* [Exercise details]
Render the listing as a numbered list from the line containing "Where can the pan" through the last line of the listing, both included, and leave out any blank lines.

[Point annotations for photos]
++++

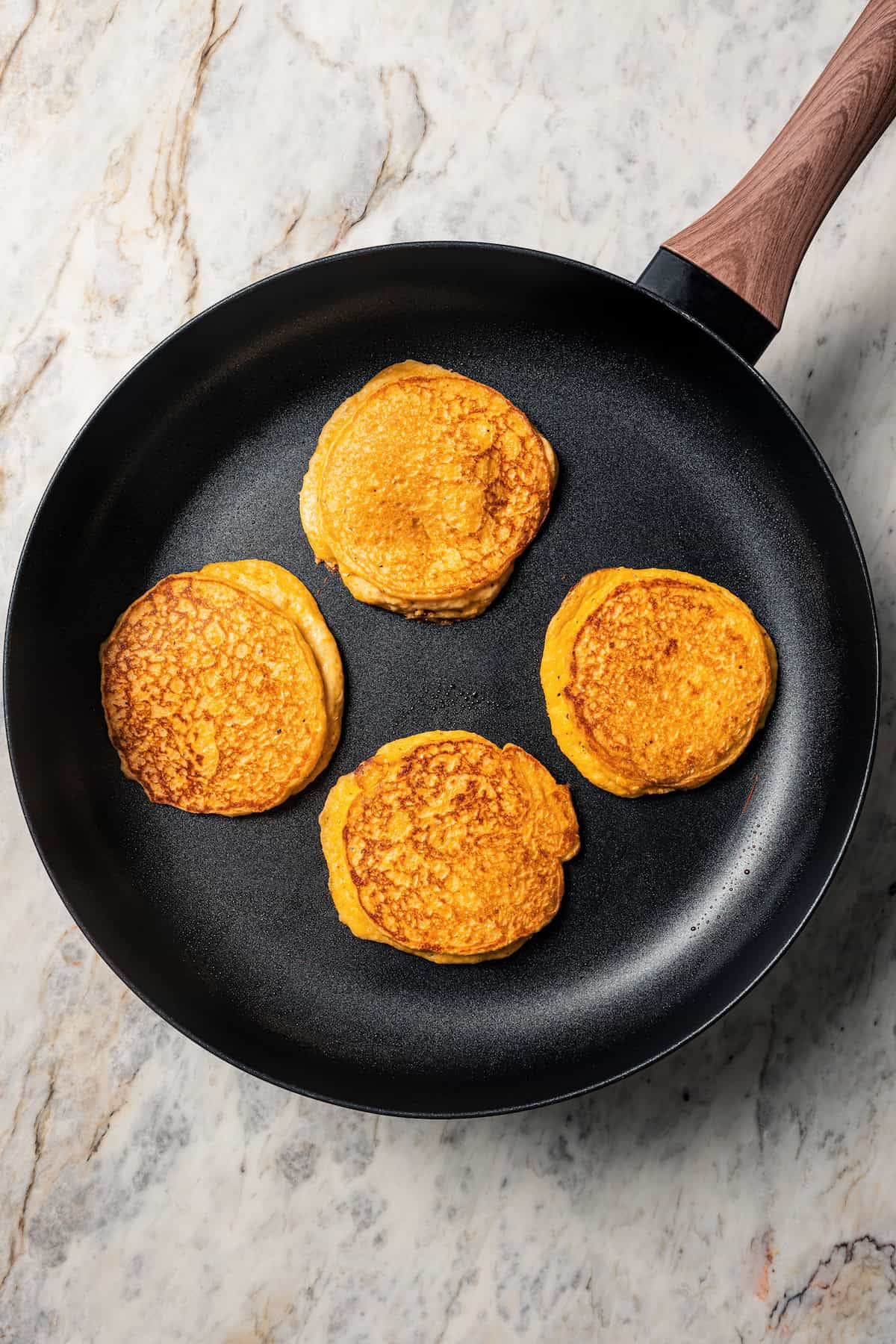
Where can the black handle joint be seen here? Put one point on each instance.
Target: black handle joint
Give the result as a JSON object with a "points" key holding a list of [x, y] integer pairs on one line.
{"points": [[704, 297]]}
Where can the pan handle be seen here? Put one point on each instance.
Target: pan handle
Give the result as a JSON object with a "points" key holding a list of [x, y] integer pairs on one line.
{"points": [[735, 267]]}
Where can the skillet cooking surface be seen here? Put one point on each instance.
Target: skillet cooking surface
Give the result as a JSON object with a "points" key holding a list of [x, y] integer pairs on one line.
{"points": [[672, 453]]}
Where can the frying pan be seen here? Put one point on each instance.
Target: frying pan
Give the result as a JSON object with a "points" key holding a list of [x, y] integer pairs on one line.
{"points": [[673, 453]]}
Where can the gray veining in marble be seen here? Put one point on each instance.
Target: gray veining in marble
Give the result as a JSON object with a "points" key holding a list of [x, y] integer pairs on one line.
{"points": [[155, 158]]}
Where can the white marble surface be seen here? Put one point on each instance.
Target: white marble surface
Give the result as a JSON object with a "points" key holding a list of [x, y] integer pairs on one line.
{"points": [[156, 156]]}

++++

* [Solution]
1. Where can the pan handle be seen here? Put one point on each instance.
2. Target: pan handle
3. Give the result as a JSON object with a "points" key holding a list of [x, y] integer pairs on one line.
4. {"points": [[735, 267]]}
5. Where can the skillet cooking surface be seen here? Put one point on each instance.
6. Target: skillet cooking surface
7. Give the result as a JSON object with a "points" key holding a list of [x, y] integer pairs on one line.
8. {"points": [[672, 453]]}
9. Where can the frying pan be seen here? Put one point on each instance.
10. Target: frying pan
11. Give the result as a JSON object with a "points" key holding a list of [x, y] integer pairs on one line.
12. {"points": [[673, 453]]}
13. Where can the gray veining in marble be seen here? Put one point on each instance.
14. Target: gray veining in marble
15. Give the result as a JSON object with a "points" key holding a list of [x, y] integer pairs on one line.
16. {"points": [[155, 158]]}
17. Where can the white marble surface be seen here? Put one point on each instance.
18. Target: white marble surface
19. Give the result as a JSON object with a "points" key holding a list of [x, y] integer pairs on one line.
20. {"points": [[156, 156]]}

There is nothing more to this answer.